● SET PROBLEM
Retype all of the data exactly as given.

----------

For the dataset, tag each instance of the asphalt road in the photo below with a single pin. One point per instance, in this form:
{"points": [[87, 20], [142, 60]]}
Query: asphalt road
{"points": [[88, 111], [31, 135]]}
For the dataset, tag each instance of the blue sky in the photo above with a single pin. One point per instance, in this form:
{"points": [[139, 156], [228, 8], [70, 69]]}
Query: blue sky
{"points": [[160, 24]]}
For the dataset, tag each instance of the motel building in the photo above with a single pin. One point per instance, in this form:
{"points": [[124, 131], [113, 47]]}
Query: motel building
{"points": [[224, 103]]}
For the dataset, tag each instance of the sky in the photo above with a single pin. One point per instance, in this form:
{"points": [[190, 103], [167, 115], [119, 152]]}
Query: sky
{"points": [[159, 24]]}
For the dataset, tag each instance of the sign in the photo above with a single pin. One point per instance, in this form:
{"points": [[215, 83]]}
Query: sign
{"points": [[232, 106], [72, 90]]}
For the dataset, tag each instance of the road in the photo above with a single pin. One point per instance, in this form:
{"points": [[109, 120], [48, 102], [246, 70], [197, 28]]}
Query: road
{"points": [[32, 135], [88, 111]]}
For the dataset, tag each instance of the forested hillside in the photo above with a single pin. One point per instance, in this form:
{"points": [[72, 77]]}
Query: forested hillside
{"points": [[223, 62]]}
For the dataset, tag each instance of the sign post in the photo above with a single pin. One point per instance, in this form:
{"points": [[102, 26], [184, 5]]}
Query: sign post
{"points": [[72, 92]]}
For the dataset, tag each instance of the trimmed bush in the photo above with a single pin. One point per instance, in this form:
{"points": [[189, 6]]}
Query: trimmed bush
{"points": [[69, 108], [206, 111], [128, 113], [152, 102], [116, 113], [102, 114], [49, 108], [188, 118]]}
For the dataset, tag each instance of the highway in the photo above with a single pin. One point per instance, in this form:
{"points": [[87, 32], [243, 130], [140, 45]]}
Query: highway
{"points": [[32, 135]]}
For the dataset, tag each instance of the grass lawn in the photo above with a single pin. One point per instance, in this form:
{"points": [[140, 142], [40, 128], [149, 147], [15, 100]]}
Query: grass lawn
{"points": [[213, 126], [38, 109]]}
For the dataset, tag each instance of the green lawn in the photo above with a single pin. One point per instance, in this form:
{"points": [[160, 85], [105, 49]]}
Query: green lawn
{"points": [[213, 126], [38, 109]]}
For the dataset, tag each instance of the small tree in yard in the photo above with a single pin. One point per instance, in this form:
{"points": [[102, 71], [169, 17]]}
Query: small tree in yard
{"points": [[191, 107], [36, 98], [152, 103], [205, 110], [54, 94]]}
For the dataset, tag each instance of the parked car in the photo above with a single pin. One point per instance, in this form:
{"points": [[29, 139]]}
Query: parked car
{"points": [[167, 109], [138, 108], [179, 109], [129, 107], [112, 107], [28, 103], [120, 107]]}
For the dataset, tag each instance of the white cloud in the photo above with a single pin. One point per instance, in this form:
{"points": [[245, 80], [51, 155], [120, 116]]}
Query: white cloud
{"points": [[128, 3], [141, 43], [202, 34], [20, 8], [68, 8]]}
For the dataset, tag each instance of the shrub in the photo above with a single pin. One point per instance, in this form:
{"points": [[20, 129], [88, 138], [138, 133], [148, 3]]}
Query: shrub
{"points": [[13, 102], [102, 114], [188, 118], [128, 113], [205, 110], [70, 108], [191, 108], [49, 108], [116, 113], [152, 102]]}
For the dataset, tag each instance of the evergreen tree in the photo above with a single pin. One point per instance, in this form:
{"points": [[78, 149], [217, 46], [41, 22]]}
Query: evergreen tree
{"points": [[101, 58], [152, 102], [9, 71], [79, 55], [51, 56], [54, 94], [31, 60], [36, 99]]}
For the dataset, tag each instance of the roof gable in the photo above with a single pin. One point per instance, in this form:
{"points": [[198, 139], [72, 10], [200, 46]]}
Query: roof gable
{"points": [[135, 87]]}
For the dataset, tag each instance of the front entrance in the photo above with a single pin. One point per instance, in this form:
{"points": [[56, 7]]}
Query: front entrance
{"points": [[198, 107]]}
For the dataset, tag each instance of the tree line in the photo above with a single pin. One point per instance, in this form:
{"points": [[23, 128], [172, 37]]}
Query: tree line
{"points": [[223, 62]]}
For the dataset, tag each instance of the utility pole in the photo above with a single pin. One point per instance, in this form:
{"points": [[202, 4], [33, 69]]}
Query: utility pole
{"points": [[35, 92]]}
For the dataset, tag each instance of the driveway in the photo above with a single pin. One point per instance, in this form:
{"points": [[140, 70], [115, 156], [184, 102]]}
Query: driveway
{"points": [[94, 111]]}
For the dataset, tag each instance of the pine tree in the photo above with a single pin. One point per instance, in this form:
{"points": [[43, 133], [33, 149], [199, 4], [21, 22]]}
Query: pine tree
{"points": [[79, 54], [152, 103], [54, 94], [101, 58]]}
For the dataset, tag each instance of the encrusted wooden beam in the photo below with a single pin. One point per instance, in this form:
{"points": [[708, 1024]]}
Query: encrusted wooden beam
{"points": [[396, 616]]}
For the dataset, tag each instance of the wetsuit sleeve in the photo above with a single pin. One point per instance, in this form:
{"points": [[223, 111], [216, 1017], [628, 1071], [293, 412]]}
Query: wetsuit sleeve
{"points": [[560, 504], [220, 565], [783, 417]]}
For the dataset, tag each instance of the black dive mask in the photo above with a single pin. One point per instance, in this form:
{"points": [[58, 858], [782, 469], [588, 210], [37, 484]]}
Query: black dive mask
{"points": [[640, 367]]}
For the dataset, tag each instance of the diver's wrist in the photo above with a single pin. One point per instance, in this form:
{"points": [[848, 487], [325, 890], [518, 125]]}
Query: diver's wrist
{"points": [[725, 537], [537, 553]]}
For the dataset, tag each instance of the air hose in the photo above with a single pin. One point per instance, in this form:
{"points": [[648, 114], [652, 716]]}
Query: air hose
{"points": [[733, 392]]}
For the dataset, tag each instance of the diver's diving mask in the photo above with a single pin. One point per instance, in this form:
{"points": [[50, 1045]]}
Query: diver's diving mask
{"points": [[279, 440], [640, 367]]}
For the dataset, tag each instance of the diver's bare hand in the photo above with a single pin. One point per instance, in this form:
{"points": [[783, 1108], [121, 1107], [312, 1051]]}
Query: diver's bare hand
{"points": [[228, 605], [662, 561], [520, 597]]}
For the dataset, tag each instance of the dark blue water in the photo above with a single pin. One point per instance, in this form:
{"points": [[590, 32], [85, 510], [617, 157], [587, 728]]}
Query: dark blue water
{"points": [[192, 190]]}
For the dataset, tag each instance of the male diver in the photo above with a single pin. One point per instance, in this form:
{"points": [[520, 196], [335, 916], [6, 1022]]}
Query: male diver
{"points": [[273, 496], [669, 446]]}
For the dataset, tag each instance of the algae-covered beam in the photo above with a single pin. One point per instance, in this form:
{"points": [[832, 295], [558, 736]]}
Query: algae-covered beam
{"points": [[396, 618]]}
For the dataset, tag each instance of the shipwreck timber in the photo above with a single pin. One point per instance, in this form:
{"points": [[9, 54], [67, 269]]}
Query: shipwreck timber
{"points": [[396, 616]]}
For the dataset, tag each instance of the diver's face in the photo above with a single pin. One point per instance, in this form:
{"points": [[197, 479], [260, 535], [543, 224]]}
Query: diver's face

----------

● RESPONSE
For the dataset, tag each instance of the asphalt road in the photo below with a single pin. One point per instance, in this form:
{"points": [[87, 20], [142, 60]]}
Query: asphalt road
{"points": [[88, 111], [31, 135]]}
For the dataset, tag each instance of the blue sky in the photo above with a single pin. One point per instance, in this form:
{"points": [[139, 156], [228, 8], [70, 69]]}
Query: blue sky
{"points": [[160, 24]]}
For the dataset, tag each instance of the motel building in the photo above with a single pin. One point per instance, in this form:
{"points": [[124, 131], [113, 47]]}
Query: motel building
{"points": [[224, 103]]}
For the dataset, tag each instance of the sky in the photo above with a single pin. One point per instance, in this form:
{"points": [[190, 103], [167, 115], [119, 152]]}
Query: sky
{"points": [[159, 24]]}
For the dataset, tag each instance of the sign in the photo above with a single pin. One point per instance, in this form:
{"points": [[215, 83]]}
Query: sign
{"points": [[232, 106], [72, 90]]}
For the dataset, tag each instance of the road in the photo above with a single pin. One point per instance, in this form:
{"points": [[109, 120], [48, 102], [246, 70], [197, 28]]}
Query: road
{"points": [[32, 135], [88, 111]]}
For the dataset, tag each instance of the forested hillside in the photo above with a single pin. One point per instance, in this form:
{"points": [[72, 77]]}
Query: forested hillside
{"points": [[223, 62]]}
For the dataset, tag each instance of the sign post in the photo above with a single pin. One point per instance, in this form:
{"points": [[102, 26], [184, 5]]}
Query: sign post
{"points": [[72, 92]]}
For the dataset, tag each instance of the trimmed bush in the photo above with a single pin. One point per instance, in this form:
{"points": [[189, 6]]}
Query: trimmed bush
{"points": [[69, 108], [206, 111], [128, 113], [152, 102], [116, 113], [102, 114], [49, 108], [188, 118]]}
For the dataset, tag each instance of the highway in the photo above with a single pin. One point per instance, in this form:
{"points": [[87, 32], [243, 130], [140, 45]]}
Query: highway
{"points": [[32, 135]]}
For the dataset, tag each instance of the grass lawn in the photo above with a single pin. One point per instance, in this form:
{"points": [[140, 142], [40, 128], [149, 147], [15, 100]]}
Query: grass lawn
{"points": [[213, 126], [38, 109]]}
For the dataset, tag each instance of the green lawn in the photo above with a single pin. One point per instance, in this form:
{"points": [[160, 85], [105, 49]]}
Query: green lawn
{"points": [[213, 126], [38, 109]]}
For the dataset, tag each instance of the small tree in yard in the photo above with a single pin. One point per instance, in this form:
{"points": [[102, 71], [169, 17]]}
Query: small tree in yard
{"points": [[191, 107], [36, 98], [152, 103], [205, 110], [54, 94]]}
For the dataset, tag each instance of the parked car in the photo above with a single pin. One point per instance, in this form:
{"points": [[29, 139]]}
Query: parked car
{"points": [[167, 109], [138, 108], [179, 109], [129, 107], [112, 107], [28, 103], [120, 107]]}
For the dataset, tag each instance of the white cloud in the photo above with a single pin. One point per instance, in this form:
{"points": [[245, 80], [51, 155], [120, 116]]}
Query: white cloud
{"points": [[128, 3], [141, 43], [202, 34], [20, 8], [68, 8]]}
For the dataset, tag each instance of the shrub in the photo above with a single pin. One point per instance, in this form:
{"points": [[20, 129], [88, 138], [138, 133], [148, 3]]}
Query: shrub
{"points": [[13, 102], [102, 114], [188, 118], [128, 113], [205, 110], [70, 108], [191, 108], [49, 108], [116, 113], [152, 102]]}
For the dataset, tag each instance of the evergreen tree in the photo above with a single pin. One point per instance, in this form:
{"points": [[78, 149], [217, 46], [41, 22]]}
Query: evergreen tree
{"points": [[101, 58], [152, 102], [9, 71], [79, 55], [51, 56], [54, 94], [31, 60], [36, 99]]}
For the dataset, tag each instance of the roof gable in the photo above with a single pin. One point per instance, in this form:
{"points": [[198, 139], [72, 10], [200, 46]]}
Query: roof gable
{"points": [[135, 87]]}
For the dataset, tag each instance of the front entrance in the photo above with a single pin. One point per instance, in this form:
{"points": [[56, 7]]}
Query: front entrance
{"points": [[198, 107]]}
For the dataset, tag each instance of the tree line in the photo above with a single pin. One point per instance, in this form:
{"points": [[23, 128], [172, 37]]}
Query: tree line
{"points": [[223, 62]]}
For the dataset, tag each instance of the utility pole in the photo above with a single pin. One point per instance, in this form:
{"points": [[202, 4], [33, 69]]}
Query: utility pole
{"points": [[35, 92]]}
For the dataset, tag each instance of the driveway in the photo above with a single pin. One point per instance, in this form:
{"points": [[140, 70], [115, 156], [184, 102]]}
Query: driveway
{"points": [[94, 111]]}
For the dataset, tag each instance of the pine tree in the photo above with a single pin. One point per instance, in this form:
{"points": [[43, 133], [33, 149], [199, 4], [21, 22]]}
Query: pine tree
{"points": [[79, 54], [152, 103], [54, 94], [101, 58]]}
For the dataset, tag each instance of the encrusted wooden beam in the photo below with a single pin. One point per instance, in this form:
{"points": [[708, 1024]]}
Query: encrusted wooden beam
{"points": [[396, 616]]}
For the dataset, tag each instance of the wetsuit sleeve in the photo above with a single pin. One point per instance, in this form:
{"points": [[223, 111], [216, 1017], [628, 1071], [293, 412]]}
Query: wetsuit sleeve
{"points": [[560, 504], [220, 565], [783, 417]]}
For the dataset, tag each instance of the black dive mask in the photo above with a single pin. One point per instance, in this form:
{"points": [[58, 858], [782, 469], [588, 210], [37, 484]]}
Query: black dive mask
{"points": [[640, 367]]}
For the dataset, tag each instance of the diver's wrist in the photo above with a single pin. One point per instance, in this form:
{"points": [[848, 487], [325, 890], [518, 125]]}
Query: diver's wrist
{"points": [[725, 537], [537, 553]]}
For the dataset, tag each instance of the air hose in the photo above with a single pin. One point per instance, in this form:
{"points": [[648, 114], [652, 716]]}
Query: air hose
{"points": [[733, 392]]}
For the dataset, tag each instance of the diver's diving mask in the photo above with a single pin. One point per instance, in this form:
{"points": [[50, 1045]]}
Query: diver's diving mask
{"points": [[279, 440], [640, 367]]}
For the dataset, tag each instance of the diver's bare hand in the photo above with a single pin. One point per instance, in this form:
{"points": [[783, 1108], [121, 1107], [312, 1051]]}
Query: diver's bare hand
{"points": [[228, 605], [662, 561], [520, 597]]}
For the dataset, tag each instance of the dark blue water in the photo above with a single pin. One point per instance, in this form:
{"points": [[590, 32], [85, 510], [617, 157], [587, 728]]}
Query: dark blue water
{"points": [[192, 190]]}
For the dataset, tag each instance of the male diver in the photo above with a single pin. One point per instance, in this form:
{"points": [[520, 196], [335, 916], [6, 1022]]}
Query: male diver
{"points": [[273, 496], [669, 446]]}
For the dataset, tag each instance of the algae-covered beam in the photo above with a single pin. One point per instance, in this form:
{"points": [[832, 295], [558, 736]]}
Query: algae-covered beam
{"points": [[396, 618]]}
For the dataset, tag each instance of the shipwreck timber in the photo above with a single pin. One point per instance, in this form:
{"points": [[9, 54], [67, 269]]}
Query: shipwreck timber
{"points": [[396, 616]]}
For the dataset, tag each instance of the diver's face in the photo above with a single pin. One point per instance, in this form:
{"points": [[197, 479], [260, 535], [543, 224]]}
Query: diver's face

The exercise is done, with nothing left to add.